## Start DATA EXTRACT

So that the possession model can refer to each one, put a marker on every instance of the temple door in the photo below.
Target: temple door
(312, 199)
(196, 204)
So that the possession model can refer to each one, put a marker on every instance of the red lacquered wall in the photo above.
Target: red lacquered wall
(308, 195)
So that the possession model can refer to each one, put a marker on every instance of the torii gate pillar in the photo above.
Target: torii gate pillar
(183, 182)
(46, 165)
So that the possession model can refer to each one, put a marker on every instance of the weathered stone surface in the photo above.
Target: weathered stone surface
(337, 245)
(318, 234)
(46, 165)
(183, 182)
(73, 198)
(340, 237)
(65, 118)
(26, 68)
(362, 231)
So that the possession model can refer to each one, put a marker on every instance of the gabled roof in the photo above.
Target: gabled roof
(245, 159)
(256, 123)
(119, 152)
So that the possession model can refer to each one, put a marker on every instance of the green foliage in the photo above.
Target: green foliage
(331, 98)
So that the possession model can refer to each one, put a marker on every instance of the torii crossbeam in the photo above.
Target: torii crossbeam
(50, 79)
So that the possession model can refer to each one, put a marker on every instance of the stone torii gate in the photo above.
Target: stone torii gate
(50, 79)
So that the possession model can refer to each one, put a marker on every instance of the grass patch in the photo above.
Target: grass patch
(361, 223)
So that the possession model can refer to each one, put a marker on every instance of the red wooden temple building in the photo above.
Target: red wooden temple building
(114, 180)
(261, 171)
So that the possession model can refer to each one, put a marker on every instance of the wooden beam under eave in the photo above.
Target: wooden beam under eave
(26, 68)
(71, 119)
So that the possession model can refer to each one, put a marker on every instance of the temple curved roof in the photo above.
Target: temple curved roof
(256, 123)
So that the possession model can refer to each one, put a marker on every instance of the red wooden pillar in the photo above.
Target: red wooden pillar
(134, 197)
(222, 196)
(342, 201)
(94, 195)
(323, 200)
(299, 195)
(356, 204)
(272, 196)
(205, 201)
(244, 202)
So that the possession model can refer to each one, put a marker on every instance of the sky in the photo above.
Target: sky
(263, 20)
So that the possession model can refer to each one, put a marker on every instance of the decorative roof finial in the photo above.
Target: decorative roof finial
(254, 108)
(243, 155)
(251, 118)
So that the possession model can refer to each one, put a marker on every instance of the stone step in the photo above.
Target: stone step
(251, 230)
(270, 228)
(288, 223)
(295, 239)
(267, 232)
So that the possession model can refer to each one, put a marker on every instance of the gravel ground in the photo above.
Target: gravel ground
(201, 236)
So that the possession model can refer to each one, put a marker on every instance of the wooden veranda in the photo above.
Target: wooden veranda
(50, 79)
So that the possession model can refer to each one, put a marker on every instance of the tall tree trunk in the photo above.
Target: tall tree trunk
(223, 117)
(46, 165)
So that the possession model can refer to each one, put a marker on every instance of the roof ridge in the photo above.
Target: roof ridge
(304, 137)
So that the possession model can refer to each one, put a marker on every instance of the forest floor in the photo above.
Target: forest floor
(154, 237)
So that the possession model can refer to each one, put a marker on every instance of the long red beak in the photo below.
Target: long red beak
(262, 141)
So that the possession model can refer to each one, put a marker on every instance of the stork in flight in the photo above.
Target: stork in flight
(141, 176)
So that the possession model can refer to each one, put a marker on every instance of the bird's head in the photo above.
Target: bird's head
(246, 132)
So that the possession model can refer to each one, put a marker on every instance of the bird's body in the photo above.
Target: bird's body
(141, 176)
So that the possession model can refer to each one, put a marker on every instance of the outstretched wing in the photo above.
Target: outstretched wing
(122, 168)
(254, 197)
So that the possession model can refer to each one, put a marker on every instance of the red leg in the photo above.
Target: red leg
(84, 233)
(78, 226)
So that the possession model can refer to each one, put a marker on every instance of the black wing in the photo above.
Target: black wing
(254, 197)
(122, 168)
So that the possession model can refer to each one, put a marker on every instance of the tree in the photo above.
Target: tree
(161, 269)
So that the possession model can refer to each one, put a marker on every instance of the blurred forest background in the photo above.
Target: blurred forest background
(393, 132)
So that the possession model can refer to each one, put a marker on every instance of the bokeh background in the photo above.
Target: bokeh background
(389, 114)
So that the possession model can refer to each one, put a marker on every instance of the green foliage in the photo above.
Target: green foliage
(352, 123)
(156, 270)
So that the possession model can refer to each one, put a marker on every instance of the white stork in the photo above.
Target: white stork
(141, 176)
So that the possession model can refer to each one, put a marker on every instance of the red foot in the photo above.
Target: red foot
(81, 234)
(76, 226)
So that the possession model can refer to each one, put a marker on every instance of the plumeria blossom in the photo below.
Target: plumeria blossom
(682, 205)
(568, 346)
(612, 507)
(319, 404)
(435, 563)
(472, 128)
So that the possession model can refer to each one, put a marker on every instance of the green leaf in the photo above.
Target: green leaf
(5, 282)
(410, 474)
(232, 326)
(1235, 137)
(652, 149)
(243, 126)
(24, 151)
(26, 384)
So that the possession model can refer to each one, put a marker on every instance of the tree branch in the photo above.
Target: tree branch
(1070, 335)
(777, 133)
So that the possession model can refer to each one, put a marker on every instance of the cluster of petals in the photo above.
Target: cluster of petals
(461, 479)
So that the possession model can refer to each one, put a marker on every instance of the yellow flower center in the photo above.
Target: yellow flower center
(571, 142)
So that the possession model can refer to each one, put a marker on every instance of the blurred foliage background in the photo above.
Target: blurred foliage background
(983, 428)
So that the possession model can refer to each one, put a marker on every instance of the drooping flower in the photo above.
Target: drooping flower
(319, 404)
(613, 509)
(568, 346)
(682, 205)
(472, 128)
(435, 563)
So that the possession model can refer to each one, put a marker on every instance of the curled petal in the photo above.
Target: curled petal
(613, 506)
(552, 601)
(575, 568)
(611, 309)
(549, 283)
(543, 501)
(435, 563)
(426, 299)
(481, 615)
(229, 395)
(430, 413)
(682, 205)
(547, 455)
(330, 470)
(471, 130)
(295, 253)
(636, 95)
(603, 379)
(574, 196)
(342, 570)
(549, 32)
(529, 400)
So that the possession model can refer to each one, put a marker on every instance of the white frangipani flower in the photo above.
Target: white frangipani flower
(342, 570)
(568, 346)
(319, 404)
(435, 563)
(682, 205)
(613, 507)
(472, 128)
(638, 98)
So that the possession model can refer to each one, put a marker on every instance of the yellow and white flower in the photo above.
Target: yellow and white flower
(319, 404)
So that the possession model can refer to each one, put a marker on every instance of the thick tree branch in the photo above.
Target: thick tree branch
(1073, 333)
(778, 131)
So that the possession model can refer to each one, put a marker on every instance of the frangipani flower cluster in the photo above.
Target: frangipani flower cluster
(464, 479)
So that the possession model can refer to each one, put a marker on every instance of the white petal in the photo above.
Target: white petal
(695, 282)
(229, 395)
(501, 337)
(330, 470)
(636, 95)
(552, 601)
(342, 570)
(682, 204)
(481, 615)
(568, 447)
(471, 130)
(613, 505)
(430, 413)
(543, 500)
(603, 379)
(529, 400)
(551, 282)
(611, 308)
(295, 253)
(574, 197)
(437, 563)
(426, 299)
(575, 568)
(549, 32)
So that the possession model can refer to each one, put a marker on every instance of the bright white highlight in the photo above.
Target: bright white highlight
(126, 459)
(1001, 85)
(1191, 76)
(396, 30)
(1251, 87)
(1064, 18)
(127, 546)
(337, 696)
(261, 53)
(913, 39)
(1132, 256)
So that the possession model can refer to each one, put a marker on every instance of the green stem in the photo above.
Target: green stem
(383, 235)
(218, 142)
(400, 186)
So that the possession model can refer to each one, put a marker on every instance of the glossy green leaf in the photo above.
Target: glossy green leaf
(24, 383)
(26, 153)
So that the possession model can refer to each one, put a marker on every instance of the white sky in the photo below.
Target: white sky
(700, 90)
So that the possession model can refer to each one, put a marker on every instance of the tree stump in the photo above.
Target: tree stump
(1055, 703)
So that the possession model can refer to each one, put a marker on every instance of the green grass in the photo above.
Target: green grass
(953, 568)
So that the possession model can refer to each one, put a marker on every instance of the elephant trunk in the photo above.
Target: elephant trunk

## End DATA EXTRACT

**INSTRUCTIONS TO FOLLOW:** Retype exactly the lines from the one containing "white flower in the photo above." through the last line of the records above, including both.

**ANSWER TO THE EXERCISE:**
So that the possession model can refer to each one, put a marker on every instance of the yellow and white flower in the photo above.
Target: yellow and white flower
(319, 404)
So that the possession model can refer to each one, put a marker on every instance of the thick tree branch in the photo above.
Target: thick tree branch
(1073, 333)
(778, 131)
So that the possession model can refer to each one, put a marker on every instance of the frangipani flower cluster in the photo above.
Target: frangipani flower cluster
(464, 479)
So that the possession model can refer to each one, put a marker on every instance of the white petal in the photo above.
Target: white petal
(695, 282)
(229, 395)
(501, 337)
(330, 470)
(636, 95)
(552, 601)
(342, 570)
(682, 204)
(481, 615)
(568, 447)
(471, 130)
(613, 505)
(430, 413)
(543, 500)
(603, 379)
(529, 400)
(551, 282)
(611, 308)
(295, 253)
(574, 197)
(437, 563)
(426, 299)
(575, 568)
(549, 32)
So that the possession model can refer to each one, put a marker on every instance of the bright white highlight in the photo above.
Target: bright white highlight
(126, 459)
(1001, 85)
(1191, 76)
(396, 30)
(1251, 87)
(1064, 18)
(127, 546)
(337, 696)
(261, 53)
(913, 39)
(1132, 256)
So that the possession model can refer to each one, put a marker on every instance of the green stem in the photo above.
Target: green stem
(383, 235)
(218, 142)
(400, 186)
So that the possession model can refer to each one, put a marker on every instance of the glossy green leaf in the photo above.
Target: glossy green leaf
(24, 383)
(26, 153)
So that the possession model can refer to each one, put a marker on every instance of the white sky in the photo below.
Target: white sky
(700, 90)
So that the possession model can refer to each one, put a marker on every instance of the tree stump in the photo above.
Target: tree stump
(1055, 703)
So that the possession model can refer to each one, put a marker on every instance of the green grass in the photo above.
Target: green grass
(953, 568)
So that the possession model can refer to each one, put a marker on every instance of the elephant trunk in the photo above.
Target: elephant trunk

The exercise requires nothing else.